Instrucciones:
(a) Reproduce al pie de la letra el fragmento del texto sobre la escritura de William Amaro Gutiérrez que va desde "Los artículos del" hasta "exasperante del sermoneador.", ambos incluidos.
(b) Prosigue el texto sobre la escritura de William Amaro Gutiérrez a partir de su última oración.

Página:
▬▬▬▬▬▬
Esa es una, solo una, de las razones, que me acercan a la escritura de William Amaro Gutiérrez. Sus artículos los leo -no sé, ciertamente, desde cuando-, con interés y deleite. Siempre digo, y permítanme la ociosidad de repetirlo en este punto, que leer no es simplemente el acto de pasar la vista por una hoja de papel. Leer no es un rito mecánico. Se lee, de verdad, cuando sorber cada palabra, cada enunciado, cada giro, se convierte en un hallazgo, en una fruición. Se asiste, pues, a una ceremonia cargada de ofrendas y finezas espirituales. Leer es una fiesta, y William Amaro se ha vuelto todo un diestro en ese exigente arte de hacer de sus periódicas convocatorias, una romería íntima y seductora.
Los artículos del autor que hoy nos ocupa, que en El Impulso ya suman 53, llevan estampado el sello de una mirada devota. Sea que escriba sobre política, filosofía, salud, o sobre algún tema relacionado con la cotidianidad (la reflexión en torno al drama de los niños de la calle, pongamos por caso), en sus puntuales entregas habrá, sin falta, un hilo conductor impregnado de razonamiento cristiano. Es la óptica desde la cual describe y analiza los acontecimientos que desfilan, día a día, ante los ojos de un observador que se concibe obligado a ponderar y moralizar, sin asumir, eso sí, la pose estricta, ampulosa y exasperante del sermoneador.
No se trata, créanme, de un ejercicio fácil. Por lo contrario, este camino está plagado de una infinidad de obras y escritores malogrados. En opinión de los entendidos, la tentación moralizante suele abandonar, a quienes en ella incurren, en una especie de desierto carente de riqueza cromática. El testimonio se vuelve, entonces, un cuerpo rugoso, agrio, amarillento. Se reduce a un adefesio apenas bien intencionado. Es por ello que el crítico literario Charles Moeller sostenía, tajante, que ninguna “literatura edificante” llega a ser artísticamente buena.
▬▬▬▬▬▬
Material:
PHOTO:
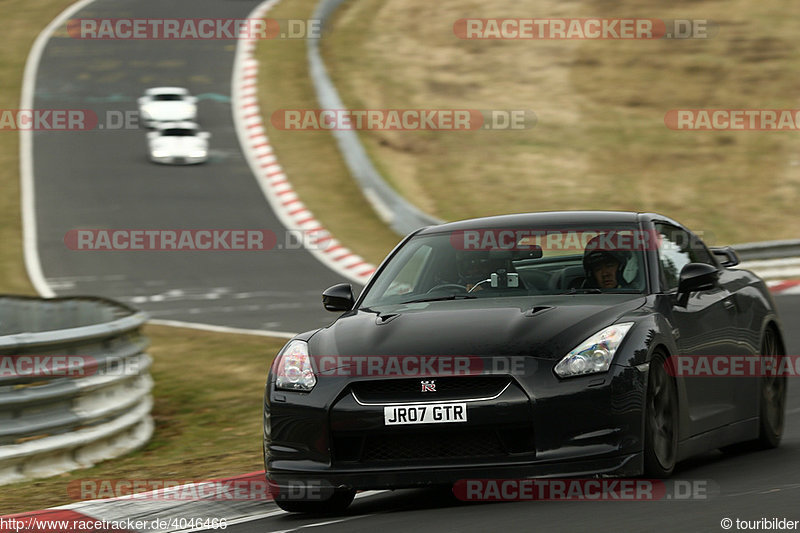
▬▬▬▬▬▬
Respuestas por tarea:
(a)
Los artículos del autor que hoy nos ocupa, que en El Impulso ya suman 53, llevan estampado el sello de una mirada devota. Sea que escriba sobre política, filosofía, salud, o sobre algún tema relacionado con la cotidianidad (la reflexión en torno al drama de los niños de la calle, pongamos por caso), en sus puntuales entregas habrá, sin falta, un hilo conductor impregnado de razonamiento cristiano. Es la óptica desde la cual describe y analiza los acontecimientos que desfilan, día a día, ante los ojos de un observador que se concibe obligado a ponderar y moralizar, sin asumir, eso sí, la pose estricta, ampulosa y exasperante del sermoneador.

(b)
William Amaro se vale de sus poderosos recursos para escapar indemne ante semejante trampa, que adivina tendida. La palabra, en sus manos, es una herramienta plena de formalidad y, a una misma vez, cargada de reverdecido garbo. Hay una admirable madurez en su distintivo estilo de narrar y exponer. En todo momento, se percibe en sus susurros, en esa cercanía cómplice que establece con el público, que en su caso debe ser legión, una intención de decir, de advertir, de aclarar. Cuando prorrumpe en grito, enseguida se reparará en la serena angustia de un alma comprometida con la suerte de sus semejantes, de todos los compañeros en esta barca en la que vamos transitando, y dando tumbos, quién sabe hacia dónde.
“Las convicciones no pueden ir en contra de los valores morales y espirituales”, recordamos haber leído hace algún tiempo en uno de sus artículos. Argumentaba que a nadie le asiste el derecho de usar la lógica propia, es decir, sus intereses, sus cálculos oportunistas, en la intención de “justificar convicciones que traen muerte”. Era una forma suya de condenar la tendencia a un pragmatismo que le asigna primacía al provecho particular, así se trate de hacer negocios por encima de la sangre derramada y de las tumbas, de quienes van cayendo, por aquí, por allá, en defensa de las libertades públicas. ¿No vemos repetirse, hasta el mismo hastío, una trágica secuencia de tales episodios, en estos tormentosos tiempos que nos ha tocado vivir, o padecer, mejor?
Una prosa limpia y bien tratada le transmite un creciente valor a las entregas literarias de William Amaro. De manera que a las densidades del contenido, usted deberá agregar los méritos de una estructura con brillantes acabados. Es la feliz conjunción del qué y del cómo. La profundidad y la exquisitez. Leche y miel, si quisiéramos decirlo en los términos bíblicos.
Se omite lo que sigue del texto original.